■ Given exercise ■
Duplicate the stretch of entries below from the line containing "Guideline: one keypoint per instance of the blurred" through the line containing "[(108, 12), (105, 11)]", both ends included.

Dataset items
_ _ _
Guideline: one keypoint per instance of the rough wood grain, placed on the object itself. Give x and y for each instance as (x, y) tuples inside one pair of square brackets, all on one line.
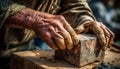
[(44, 60)]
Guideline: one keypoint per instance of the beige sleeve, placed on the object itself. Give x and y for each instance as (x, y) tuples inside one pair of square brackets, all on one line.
[(76, 11)]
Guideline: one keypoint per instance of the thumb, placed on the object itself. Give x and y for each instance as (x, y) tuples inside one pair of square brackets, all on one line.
[(79, 29)]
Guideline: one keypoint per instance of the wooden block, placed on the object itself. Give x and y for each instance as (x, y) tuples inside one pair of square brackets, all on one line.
[(86, 52), (41, 60)]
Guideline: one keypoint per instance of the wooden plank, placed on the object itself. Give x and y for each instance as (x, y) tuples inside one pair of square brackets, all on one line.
[(39, 60), (45, 60), (85, 53)]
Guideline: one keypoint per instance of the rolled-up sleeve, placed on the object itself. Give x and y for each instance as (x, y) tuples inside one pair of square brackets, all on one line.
[(76, 11)]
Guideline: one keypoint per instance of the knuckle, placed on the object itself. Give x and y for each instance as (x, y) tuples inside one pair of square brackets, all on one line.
[(60, 17)]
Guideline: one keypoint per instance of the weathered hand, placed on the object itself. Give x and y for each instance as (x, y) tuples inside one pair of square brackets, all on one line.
[(104, 35), (56, 32)]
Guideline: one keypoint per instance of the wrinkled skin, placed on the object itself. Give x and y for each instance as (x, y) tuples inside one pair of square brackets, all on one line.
[(104, 35), (53, 29), (56, 31)]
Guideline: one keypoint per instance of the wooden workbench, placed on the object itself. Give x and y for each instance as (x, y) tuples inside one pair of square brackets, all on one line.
[(39, 59)]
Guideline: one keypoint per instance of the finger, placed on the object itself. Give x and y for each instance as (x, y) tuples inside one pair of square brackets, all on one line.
[(79, 29), (110, 34), (99, 33), (106, 32), (47, 38), (111, 37), (64, 33), (67, 39), (71, 32), (51, 43), (57, 38)]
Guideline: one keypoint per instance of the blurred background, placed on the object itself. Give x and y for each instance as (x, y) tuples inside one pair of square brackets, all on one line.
[(108, 12), (105, 11)]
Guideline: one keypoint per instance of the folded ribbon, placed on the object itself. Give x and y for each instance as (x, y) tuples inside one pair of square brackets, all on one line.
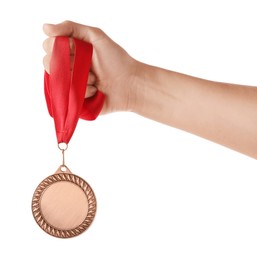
[(65, 88)]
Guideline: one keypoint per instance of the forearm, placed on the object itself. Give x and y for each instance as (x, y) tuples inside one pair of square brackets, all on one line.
[(220, 112)]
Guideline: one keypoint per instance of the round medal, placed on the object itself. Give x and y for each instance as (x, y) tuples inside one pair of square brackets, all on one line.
[(64, 205)]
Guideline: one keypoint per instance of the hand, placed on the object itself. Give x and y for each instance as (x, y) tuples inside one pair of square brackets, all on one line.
[(113, 71)]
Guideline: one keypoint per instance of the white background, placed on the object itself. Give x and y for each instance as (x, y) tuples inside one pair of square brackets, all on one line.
[(162, 193)]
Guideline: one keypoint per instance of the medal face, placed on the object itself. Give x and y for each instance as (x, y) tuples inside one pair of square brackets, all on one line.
[(63, 204)]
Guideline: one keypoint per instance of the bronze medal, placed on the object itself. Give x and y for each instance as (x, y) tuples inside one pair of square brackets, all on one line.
[(63, 204)]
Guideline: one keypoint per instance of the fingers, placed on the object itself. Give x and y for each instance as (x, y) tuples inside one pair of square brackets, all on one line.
[(71, 29)]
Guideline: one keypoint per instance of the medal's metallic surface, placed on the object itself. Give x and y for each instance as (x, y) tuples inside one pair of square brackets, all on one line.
[(63, 204)]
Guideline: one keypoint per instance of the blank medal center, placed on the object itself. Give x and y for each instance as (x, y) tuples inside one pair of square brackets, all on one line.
[(64, 205)]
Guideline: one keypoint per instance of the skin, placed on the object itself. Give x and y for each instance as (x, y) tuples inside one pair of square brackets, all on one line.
[(221, 112)]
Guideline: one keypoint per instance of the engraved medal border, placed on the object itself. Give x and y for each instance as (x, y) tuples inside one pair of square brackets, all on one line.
[(68, 176)]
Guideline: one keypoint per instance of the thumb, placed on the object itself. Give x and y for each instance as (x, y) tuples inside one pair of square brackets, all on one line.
[(71, 29)]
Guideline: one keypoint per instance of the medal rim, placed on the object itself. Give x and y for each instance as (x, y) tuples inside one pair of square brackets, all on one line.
[(60, 176)]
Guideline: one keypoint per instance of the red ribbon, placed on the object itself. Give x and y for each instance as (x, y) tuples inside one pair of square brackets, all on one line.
[(65, 88)]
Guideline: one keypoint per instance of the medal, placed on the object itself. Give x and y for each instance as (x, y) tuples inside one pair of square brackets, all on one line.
[(64, 204)]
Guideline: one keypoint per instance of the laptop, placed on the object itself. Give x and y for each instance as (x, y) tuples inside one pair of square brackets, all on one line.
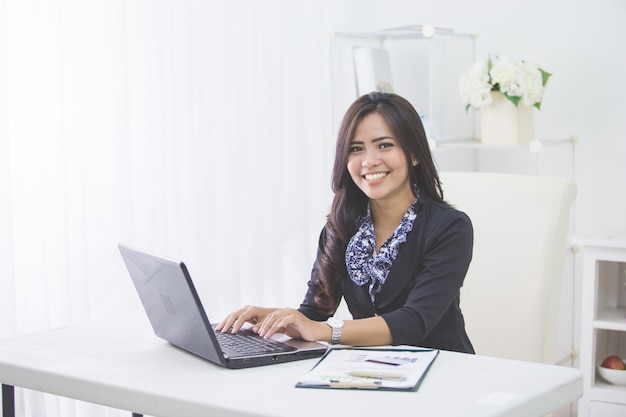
_ _ _
■ Response ■
Guideline: one keypoint per instance of the blurred background, placed on the object itself. Give x and y for each instance as (x, y) tuples inside one pair of square brackets, all on one line.
[(108, 12), (105, 11)]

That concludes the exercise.